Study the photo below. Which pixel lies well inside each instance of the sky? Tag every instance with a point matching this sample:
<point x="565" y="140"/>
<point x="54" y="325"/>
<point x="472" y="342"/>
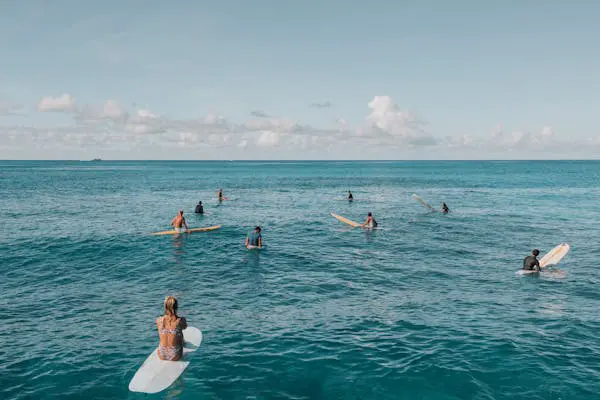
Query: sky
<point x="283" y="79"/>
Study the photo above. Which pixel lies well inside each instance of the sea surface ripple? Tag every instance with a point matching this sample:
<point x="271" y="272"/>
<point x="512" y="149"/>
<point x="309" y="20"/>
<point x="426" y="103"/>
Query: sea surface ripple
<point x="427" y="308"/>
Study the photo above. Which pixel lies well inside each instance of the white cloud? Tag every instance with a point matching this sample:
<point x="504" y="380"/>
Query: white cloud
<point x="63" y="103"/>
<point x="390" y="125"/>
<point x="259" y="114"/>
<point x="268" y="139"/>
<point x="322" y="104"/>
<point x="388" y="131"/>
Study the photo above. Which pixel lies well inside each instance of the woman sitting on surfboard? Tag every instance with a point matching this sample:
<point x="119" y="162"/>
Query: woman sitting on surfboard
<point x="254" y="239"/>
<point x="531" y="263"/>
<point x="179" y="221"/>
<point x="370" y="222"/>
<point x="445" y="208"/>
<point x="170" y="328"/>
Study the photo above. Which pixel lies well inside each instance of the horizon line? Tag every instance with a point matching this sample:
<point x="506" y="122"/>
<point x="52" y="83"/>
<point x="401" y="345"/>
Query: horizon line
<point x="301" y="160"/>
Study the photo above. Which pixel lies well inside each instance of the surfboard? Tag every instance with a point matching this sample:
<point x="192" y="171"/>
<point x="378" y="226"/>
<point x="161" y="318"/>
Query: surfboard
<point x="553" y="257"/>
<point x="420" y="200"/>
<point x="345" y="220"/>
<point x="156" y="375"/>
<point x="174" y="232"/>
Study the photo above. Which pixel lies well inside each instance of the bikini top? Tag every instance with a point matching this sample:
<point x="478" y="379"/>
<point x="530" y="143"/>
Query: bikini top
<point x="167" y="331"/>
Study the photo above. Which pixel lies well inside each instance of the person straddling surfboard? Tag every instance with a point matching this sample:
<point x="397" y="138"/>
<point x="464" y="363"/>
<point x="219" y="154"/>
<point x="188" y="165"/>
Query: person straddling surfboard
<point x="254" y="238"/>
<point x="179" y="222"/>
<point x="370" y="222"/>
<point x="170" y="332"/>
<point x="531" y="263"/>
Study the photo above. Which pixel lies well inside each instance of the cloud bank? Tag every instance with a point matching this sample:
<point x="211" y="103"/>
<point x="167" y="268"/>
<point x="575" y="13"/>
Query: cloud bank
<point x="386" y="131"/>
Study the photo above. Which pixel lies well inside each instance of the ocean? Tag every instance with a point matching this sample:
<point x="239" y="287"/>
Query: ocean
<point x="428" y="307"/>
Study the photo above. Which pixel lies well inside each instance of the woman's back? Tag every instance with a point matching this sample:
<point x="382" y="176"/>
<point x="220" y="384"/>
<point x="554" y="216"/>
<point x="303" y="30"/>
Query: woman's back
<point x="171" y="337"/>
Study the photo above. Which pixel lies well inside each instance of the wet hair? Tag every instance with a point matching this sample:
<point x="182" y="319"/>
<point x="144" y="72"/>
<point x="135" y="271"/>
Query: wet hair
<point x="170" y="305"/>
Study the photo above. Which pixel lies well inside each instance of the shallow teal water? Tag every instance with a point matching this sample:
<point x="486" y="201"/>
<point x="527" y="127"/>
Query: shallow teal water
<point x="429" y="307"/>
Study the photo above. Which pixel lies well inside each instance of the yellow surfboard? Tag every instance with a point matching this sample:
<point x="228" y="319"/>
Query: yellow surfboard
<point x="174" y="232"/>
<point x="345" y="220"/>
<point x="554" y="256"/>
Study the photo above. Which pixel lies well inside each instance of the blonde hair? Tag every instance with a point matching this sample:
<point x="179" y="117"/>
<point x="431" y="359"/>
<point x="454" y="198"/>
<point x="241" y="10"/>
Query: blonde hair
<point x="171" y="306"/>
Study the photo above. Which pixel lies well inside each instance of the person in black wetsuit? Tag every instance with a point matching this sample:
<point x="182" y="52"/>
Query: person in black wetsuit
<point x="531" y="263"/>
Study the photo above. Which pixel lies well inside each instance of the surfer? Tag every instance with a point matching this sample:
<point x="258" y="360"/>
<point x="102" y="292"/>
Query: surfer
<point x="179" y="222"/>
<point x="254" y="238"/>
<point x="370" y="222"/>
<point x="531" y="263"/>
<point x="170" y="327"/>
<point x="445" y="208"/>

THE REQUEST: Transcribe the listing in full. Omit the pictures and keep every line exact.

REPLY TO THE TASK:
Study the photo below. Which pixel lies well inside each instance of the sky? Tag every instance with a point matching this sample:
<point x="565" y="140"/>
<point x="54" y="325"/>
<point x="472" y="342"/>
Query: sky
<point x="283" y="79"/>
Study the photo above. Which pixel lies well inside each instance of the sea surface ripple? Tag every instance with a point matching this sample:
<point x="271" y="272"/>
<point x="512" y="149"/>
<point x="309" y="20"/>
<point x="426" y="103"/>
Query: sea surface ripple
<point x="427" y="308"/>
Study the photo above. Which pixel lies well inside each instance of the white cloud? Tag every instance with a point matching this sample:
<point x="504" y="380"/>
Query: white cloud
<point x="63" y="103"/>
<point x="390" y="125"/>
<point x="259" y="114"/>
<point x="268" y="139"/>
<point x="322" y="104"/>
<point x="388" y="131"/>
Study the photo above. Which pixel lies well inside each instance of the woman sitting on surfboard? Tag every instance with a point matching this sample:
<point x="119" y="162"/>
Query: woman sitting on surfboard
<point x="254" y="239"/>
<point x="531" y="263"/>
<point x="179" y="221"/>
<point x="370" y="222"/>
<point x="445" y="208"/>
<point x="170" y="328"/>
Study the photo above. Which pixel lies well inside each instance of the horizon line? Tag every instance with a point matching this sample:
<point x="506" y="122"/>
<point x="52" y="83"/>
<point x="401" y="345"/>
Query: horizon line
<point x="301" y="160"/>
Study the photo above. Which pixel lies well inside each instance of the surfboard? Tag every instance with a point matching this sample:
<point x="192" y="171"/>
<point x="378" y="226"/>
<point x="161" y="318"/>
Query: surfboard
<point x="553" y="257"/>
<point x="420" y="200"/>
<point x="345" y="220"/>
<point x="156" y="375"/>
<point x="174" y="232"/>
Study the photo above. Which pixel lies well inside each instance of the bikini top? Tag every instance with a point matching this sample:
<point x="478" y="379"/>
<point x="530" y="143"/>
Query: bikini top
<point x="167" y="331"/>
Study the photo above. Which pixel lies well inside each instance of the person straddling surfboard? Tag every instance with a point matching this sample:
<point x="397" y="138"/>
<point x="464" y="363"/>
<point x="219" y="154"/>
<point x="188" y="165"/>
Query: person straddling surfboard
<point x="254" y="238"/>
<point x="179" y="222"/>
<point x="370" y="222"/>
<point x="170" y="332"/>
<point x="531" y="263"/>
Study the photo above. Which pixel lies well inside each instance of the cloud bank? Tag every instance with a point matching this sample:
<point x="211" y="103"/>
<point x="167" y="268"/>
<point x="575" y="13"/>
Query: cloud bank
<point x="386" y="131"/>
Study the photo above. Which pixel lies well inside each instance of the ocean? Tag every instance with a point matching this sample:
<point x="239" y="287"/>
Query: ocean
<point x="428" y="307"/>
Study the photo above. Which pixel lies well inside each instance of the woman's back? Tag every instance with a point matching this sample:
<point x="382" y="176"/>
<point x="220" y="384"/>
<point x="554" y="216"/>
<point x="303" y="30"/>
Query: woman's back
<point x="171" y="337"/>
Study the photo above. Which pixel lies well inside each instance of the wet hair? Tag every instance with a point matching this sample:
<point x="182" y="319"/>
<point x="144" y="72"/>
<point x="135" y="271"/>
Query: wet hair
<point x="170" y="305"/>
Study the photo above. Which pixel lies well inside each instance of the shallow teal water? Tag every instance with a point matching this sample:
<point x="486" y="201"/>
<point x="527" y="127"/>
Query: shallow teal water
<point x="429" y="307"/>
Study the photo above. Which pixel lies well inside each instance of the yellow surfboard? Tag every instance with a point matching this sample:
<point x="228" y="319"/>
Query: yellow surfboard
<point x="174" y="232"/>
<point x="345" y="220"/>
<point x="554" y="256"/>
Study the photo above. Which pixel lies well inside each instance of the blonde hair? Tag every instance with a point matching this sample:
<point x="179" y="117"/>
<point x="431" y="359"/>
<point x="454" y="198"/>
<point x="241" y="10"/>
Query: blonde hair
<point x="171" y="306"/>
Study the photo above. Which pixel lies well inside each instance of the person in black wetsuit? Tag every instance with a point matching this sample:
<point x="182" y="52"/>
Query: person in black wetsuit
<point x="531" y="263"/>
Study the photo above. Which pixel lies well inside each instance of the surfer? Tag every instance with a point matching this sample:
<point x="258" y="360"/>
<point x="102" y="292"/>
Query: surfer
<point x="179" y="222"/>
<point x="254" y="238"/>
<point x="370" y="222"/>
<point x="531" y="263"/>
<point x="170" y="327"/>
<point x="445" y="208"/>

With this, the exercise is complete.